## Data supplied
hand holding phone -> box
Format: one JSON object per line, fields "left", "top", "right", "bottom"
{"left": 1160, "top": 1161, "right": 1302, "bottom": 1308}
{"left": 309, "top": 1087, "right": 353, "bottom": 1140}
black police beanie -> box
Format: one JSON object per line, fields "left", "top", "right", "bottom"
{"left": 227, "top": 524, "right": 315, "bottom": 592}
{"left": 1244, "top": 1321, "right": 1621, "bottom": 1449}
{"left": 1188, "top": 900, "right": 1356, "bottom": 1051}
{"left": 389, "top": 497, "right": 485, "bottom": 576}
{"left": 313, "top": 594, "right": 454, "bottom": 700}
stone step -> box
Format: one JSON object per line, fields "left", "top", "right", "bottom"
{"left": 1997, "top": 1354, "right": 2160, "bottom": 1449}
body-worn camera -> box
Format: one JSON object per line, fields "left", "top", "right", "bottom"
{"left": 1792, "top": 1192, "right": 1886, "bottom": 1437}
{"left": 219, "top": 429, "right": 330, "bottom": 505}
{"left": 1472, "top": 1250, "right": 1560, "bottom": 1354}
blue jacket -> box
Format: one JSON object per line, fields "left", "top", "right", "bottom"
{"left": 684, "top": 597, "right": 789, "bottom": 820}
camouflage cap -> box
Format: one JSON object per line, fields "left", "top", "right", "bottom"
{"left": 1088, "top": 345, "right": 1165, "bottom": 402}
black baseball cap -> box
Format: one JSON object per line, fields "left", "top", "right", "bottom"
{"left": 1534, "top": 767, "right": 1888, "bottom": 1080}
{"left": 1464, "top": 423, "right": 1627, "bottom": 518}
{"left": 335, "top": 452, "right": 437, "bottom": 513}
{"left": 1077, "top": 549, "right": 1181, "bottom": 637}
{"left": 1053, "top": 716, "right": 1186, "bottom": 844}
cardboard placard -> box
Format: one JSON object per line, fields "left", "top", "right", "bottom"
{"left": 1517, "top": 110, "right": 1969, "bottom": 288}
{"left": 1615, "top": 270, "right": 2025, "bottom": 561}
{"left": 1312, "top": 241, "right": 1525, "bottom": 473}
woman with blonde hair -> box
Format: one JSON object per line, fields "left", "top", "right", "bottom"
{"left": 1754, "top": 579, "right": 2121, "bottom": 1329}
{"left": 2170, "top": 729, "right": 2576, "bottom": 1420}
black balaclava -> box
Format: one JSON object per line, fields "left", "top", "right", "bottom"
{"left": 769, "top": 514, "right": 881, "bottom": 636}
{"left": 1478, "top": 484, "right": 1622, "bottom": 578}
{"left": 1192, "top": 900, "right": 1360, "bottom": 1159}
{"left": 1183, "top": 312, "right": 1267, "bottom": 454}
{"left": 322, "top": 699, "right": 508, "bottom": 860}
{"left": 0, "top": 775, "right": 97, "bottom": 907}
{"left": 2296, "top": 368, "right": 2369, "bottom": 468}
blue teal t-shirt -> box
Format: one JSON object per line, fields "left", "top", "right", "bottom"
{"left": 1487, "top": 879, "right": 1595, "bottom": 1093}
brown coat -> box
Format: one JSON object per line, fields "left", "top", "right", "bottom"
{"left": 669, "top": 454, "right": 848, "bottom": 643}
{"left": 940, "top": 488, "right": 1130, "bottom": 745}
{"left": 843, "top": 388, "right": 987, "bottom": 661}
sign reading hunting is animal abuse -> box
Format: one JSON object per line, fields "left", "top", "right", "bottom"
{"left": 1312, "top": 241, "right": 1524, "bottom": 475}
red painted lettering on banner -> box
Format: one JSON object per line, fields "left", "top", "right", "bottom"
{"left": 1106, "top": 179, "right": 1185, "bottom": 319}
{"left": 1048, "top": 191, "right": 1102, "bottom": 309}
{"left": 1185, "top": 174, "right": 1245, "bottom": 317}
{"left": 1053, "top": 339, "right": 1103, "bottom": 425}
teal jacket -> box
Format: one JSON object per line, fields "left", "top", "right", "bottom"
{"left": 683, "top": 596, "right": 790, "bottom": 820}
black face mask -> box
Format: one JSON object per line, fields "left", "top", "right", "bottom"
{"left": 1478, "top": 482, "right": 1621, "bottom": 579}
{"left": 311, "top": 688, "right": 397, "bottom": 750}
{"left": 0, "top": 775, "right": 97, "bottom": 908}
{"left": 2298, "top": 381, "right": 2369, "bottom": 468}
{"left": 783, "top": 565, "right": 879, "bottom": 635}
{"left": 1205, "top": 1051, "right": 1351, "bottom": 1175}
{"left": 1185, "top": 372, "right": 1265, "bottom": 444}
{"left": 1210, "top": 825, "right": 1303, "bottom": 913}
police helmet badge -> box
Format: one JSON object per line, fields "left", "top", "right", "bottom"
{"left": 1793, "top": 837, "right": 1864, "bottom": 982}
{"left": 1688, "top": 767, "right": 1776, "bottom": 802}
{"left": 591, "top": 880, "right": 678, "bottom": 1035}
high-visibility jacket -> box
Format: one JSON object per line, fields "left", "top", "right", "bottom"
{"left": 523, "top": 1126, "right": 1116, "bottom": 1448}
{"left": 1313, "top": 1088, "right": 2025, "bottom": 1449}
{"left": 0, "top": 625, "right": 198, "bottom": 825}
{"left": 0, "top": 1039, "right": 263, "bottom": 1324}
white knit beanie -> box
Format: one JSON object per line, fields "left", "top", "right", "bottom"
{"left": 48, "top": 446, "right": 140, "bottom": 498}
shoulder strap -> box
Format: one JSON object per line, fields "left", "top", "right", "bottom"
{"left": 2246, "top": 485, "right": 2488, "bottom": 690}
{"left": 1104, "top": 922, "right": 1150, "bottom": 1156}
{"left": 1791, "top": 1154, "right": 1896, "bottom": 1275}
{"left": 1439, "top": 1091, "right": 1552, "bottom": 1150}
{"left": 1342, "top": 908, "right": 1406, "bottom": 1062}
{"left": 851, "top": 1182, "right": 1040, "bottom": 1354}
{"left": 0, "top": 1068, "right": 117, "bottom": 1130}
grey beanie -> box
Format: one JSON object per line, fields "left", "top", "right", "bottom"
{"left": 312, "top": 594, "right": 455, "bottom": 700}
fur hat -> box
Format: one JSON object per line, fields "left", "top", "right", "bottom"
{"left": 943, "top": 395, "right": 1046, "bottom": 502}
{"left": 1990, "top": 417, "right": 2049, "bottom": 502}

## Work to be completed
This exercise requires the entries above to be restated exactly.

## Reply to the task
hand holding phone -> box
Format: one JSON object per line, fields "left", "top", "right", "bottom"
{"left": 1160, "top": 1161, "right": 1302, "bottom": 1308}
{"left": 309, "top": 1087, "right": 353, "bottom": 1140}
black police beanie -> box
Format: one JSON object per line, fields "left", "top", "right", "bottom"
{"left": 227, "top": 524, "right": 315, "bottom": 592}
{"left": 1244, "top": 1321, "right": 1621, "bottom": 1449}
{"left": 1188, "top": 900, "right": 1356, "bottom": 1051}
{"left": 389, "top": 497, "right": 485, "bottom": 576}
{"left": 313, "top": 594, "right": 454, "bottom": 700}
stone step -> box
Format: one JSON object per line, fields "left", "top", "right", "bottom"
{"left": 1997, "top": 1354, "right": 2160, "bottom": 1449}
body-worn camera -> box
Format: one JSON object per line, fields "left", "top", "right", "bottom"
{"left": 1792, "top": 1192, "right": 1886, "bottom": 1437}
{"left": 219, "top": 429, "right": 330, "bottom": 505}
{"left": 1472, "top": 1250, "right": 1560, "bottom": 1354}
blue jacket -> box
Format: one JSON object per line, fields "left", "top", "right", "bottom"
{"left": 684, "top": 597, "right": 789, "bottom": 820}
camouflage cap -> box
Format: one JSON object per line, fields "left", "top", "right", "bottom"
{"left": 1088, "top": 345, "right": 1165, "bottom": 402}
black baseball cap -> box
Format: one JSON object per line, fields "left", "top", "right", "bottom"
{"left": 1534, "top": 767, "right": 1888, "bottom": 1080}
{"left": 1464, "top": 423, "right": 1627, "bottom": 518}
{"left": 335, "top": 452, "right": 437, "bottom": 513}
{"left": 1077, "top": 549, "right": 1181, "bottom": 637}
{"left": 1053, "top": 716, "right": 1186, "bottom": 844}
cardboard placard -> box
Format: one JSON object per line, fields "left", "top", "right", "bottom"
{"left": 1517, "top": 110, "right": 1969, "bottom": 288}
{"left": 1615, "top": 270, "right": 2025, "bottom": 561}
{"left": 1312, "top": 241, "right": 1525, "bottom": 473}
woman with blonde hair -> box
Format: one JSON object per line, fields "left", "top", "right", "bottom"
{"left": 1754, "top": 579, "right": 2121, "bottom": 1329}
{"left": 2170, "top": 729, "right": 2576, "bottom": 1420}
black balaclava -> box
Format: one JSON object per line, fields "left", "top", "right", "bottom"
{"left": 769, "top": 514, "right": 881, "bottom": 636}
{"left": 1478, "top": 484, "right": 1622, "bottom": 578}
{"left": 1192, "top": 900, "right": 1360, "bottom": 1159}
{"left": 1183, "top": 312, "right": 1267, "bottom": 454}
{"left": 322, "top": 699, "right": 508, "bottom": 860}
{"left": 0, "top": 775, "right": 97, "bottom": 907}
{"left": 2296, "top": 368, "right": 2369, "bottom": 468}
blue teal t-shirt -> box
Format: one JSON object per line, fields "left", "top", "right", "bottom"
{"left": 1487, "top": 879, "right": 1595, "bottom": 1093}
brown coat -> box
Format: one JSON object per line, fields "left", "top", "right", "bottom"
{"left": 669, "top": 454, "right": 848, "bottom": 643}
{"left": 940, "top": 488, "right": 1130, "bottom": 745}
{"left": 843, "top": 388, "right": 987, "bottom": 661}
sign reading hunting is animal abuse -> box
Format: one JSON object per line, fields "left", "top", "right", "bottom"
{"left": 1312, "top": 241, "right": 1524, "bottom": 475}
red painted lettering on banner -> box
Format: one JSON object per line, fields "left", "top", "right", "bottom"
{"left": 1106, "top": 179, "right": 1185, "bottom": 319}
{"left": 1048, "top": 191, "right": 1102, "bottom": 309}
{"left": 1185, "top": 174, "right": 1245, "bottom": 317}
{"left": 1053, "top": 339, "right": 1103, "bottom": 425}
teal jacket -> box
Format: one JSON object per line, fields "left", "top", "right", "bottom"
{"left": 683, "top": 596, "right": 790, "bottom": 820}
black face mask -> box
Format: one JSON object per line, fields "left", "top", "right", "bottom"
{"left": 1478, "top": 482, "right": 1621, "bottom": 579}
{"left": 311, "top": 688, "right": 397, "bottom": 750}
{"left": 0, "top": 775, "right": 97, "bottom": 908}
{"left": 2298, "top": 381, "right": 2369, "bottom": 468}
{"left": 783, "top": 565, "right": 879, "bottom": 635}
{"left": 1205, "top": 1051, "right": 1351, "bottom": 1175}
{"left": 1185, "top": 372, "right": 1265, "bottom": 444}
{"left": 1210, "top": 825, "right": 1303, "bottom": 913}
police helmet badge -> box
Format: one JSON object per line, fields "left", "top", "right", "bottom"
{"left": 1793, "top": 837, "right": 1864, "bottom": 982}
{"left": 1688, "top": 767, "right": 1776, "bottom": 802}
{"left": 591, "top": 880, "right": 678, "bottom": 1035}
high-visibility jacket -> box
Format: one JSON object per line, fields "left", "top", "right", "bottom"
{"left": 523, "top": 1126, "right": 1116, "bottom": 1448}
{"left": 1313, "top": 1088, "right": 2025, "bottom": 1449}
{"left": 0, "top": 625, "right": 198, "bottom": 825}
{"left": 0, "top": 1039, "right": 263, "bottom": 1324}
white knit beanie -> box
Format: one JSON object per line, fields "left", "top", "right", "bottom"
{"left": 48, "top": 446, "right": 140, "bottom": 498}
shoulder strap -> box
Format: one JSON object per line, fields "left", "top", "right", "bottom"
{"left": 2246, "top": 485, "right": 2488, "bottom": 690}
{"left": 1104, "top": 922, "right": 1150, "bottom": 1156}
{"left": 1791, "top": 1154, "right": 1896, "bottom": 1275}
{"left": 1439, "top": 1091, "right": 1552, "bottom": 1150}
{"left": 1342, "top": 908, "right": 1406, "bottom": 1062}
{"left": 851, "top": 1182, "right": 1040, "bottom": 1354}
{"left": 0, "top": 1068, "right": 117, "bottom": 1130}
grey beanie -> box
Format: one JSON object per line, fields "left", "top", "right", "bottom"
{"left": 312, "top": 594, "right": 455, "bottom": 700}
fur hat -> box
Format: one JSON object per line, fields "left", "top", "right", "bottom"
{"left": 943, "top": 395, "right": 1046, "bottom": 502}
{"left": 1990, "top": 417, "right": 2049, "bottom": 502}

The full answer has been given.